▶ The input

◇ ◇ ◇ ◇ ◇

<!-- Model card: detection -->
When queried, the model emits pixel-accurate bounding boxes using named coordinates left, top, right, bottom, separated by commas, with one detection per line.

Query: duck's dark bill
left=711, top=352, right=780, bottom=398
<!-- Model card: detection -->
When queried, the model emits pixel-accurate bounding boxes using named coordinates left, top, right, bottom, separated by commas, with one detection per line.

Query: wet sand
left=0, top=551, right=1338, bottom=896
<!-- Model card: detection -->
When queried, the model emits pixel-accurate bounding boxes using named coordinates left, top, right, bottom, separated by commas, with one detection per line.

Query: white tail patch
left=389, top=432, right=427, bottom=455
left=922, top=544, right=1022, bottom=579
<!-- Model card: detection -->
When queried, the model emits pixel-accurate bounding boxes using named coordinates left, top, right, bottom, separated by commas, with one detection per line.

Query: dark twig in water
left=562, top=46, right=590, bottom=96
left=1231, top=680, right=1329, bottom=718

◇ ◇ ◇ ◇ ◇

▶ Exercise directions
Return every line of the records above, copied character for character with nothing changed.

▶ Written solution
<!-- Model card: detection -->
When queried, the model emits pixel-accurate bounding boxes using named coordinates left, top, right, bottom, separated by commas, with one detection per line.

Query: duck's dark bill
left=711, top=352, right=780, bottom=398
<!-- Model card: detection -->
When queried, the model emits pixel-accurate bounding boxes using named coordinates left, top, right, bottom, separated by commas, with one detection per line.

Query: wet sand
left=0, top=551, right=1338, bottom=896
<!-- Model card: detection -->
When queried, the model emits pixel-accurate bounding boxes using named coordinates left, top, right, bottom, separated by commas, with one detection per line.

Query: white tail patch
left=389, top=432, right=427, bottom=455
left=922, top=544, right=1022, bottom=579
<!-- Model card: detection -->
When queried, the model emits pixel-accurate bounding boxes using named coordinates left, top, right, bottom, separated by commas, with one detection per line.

Query: dark twig in water
left=562, top=46, right=590, bottom=96
left=1231, top=680, right=1329, bottom=718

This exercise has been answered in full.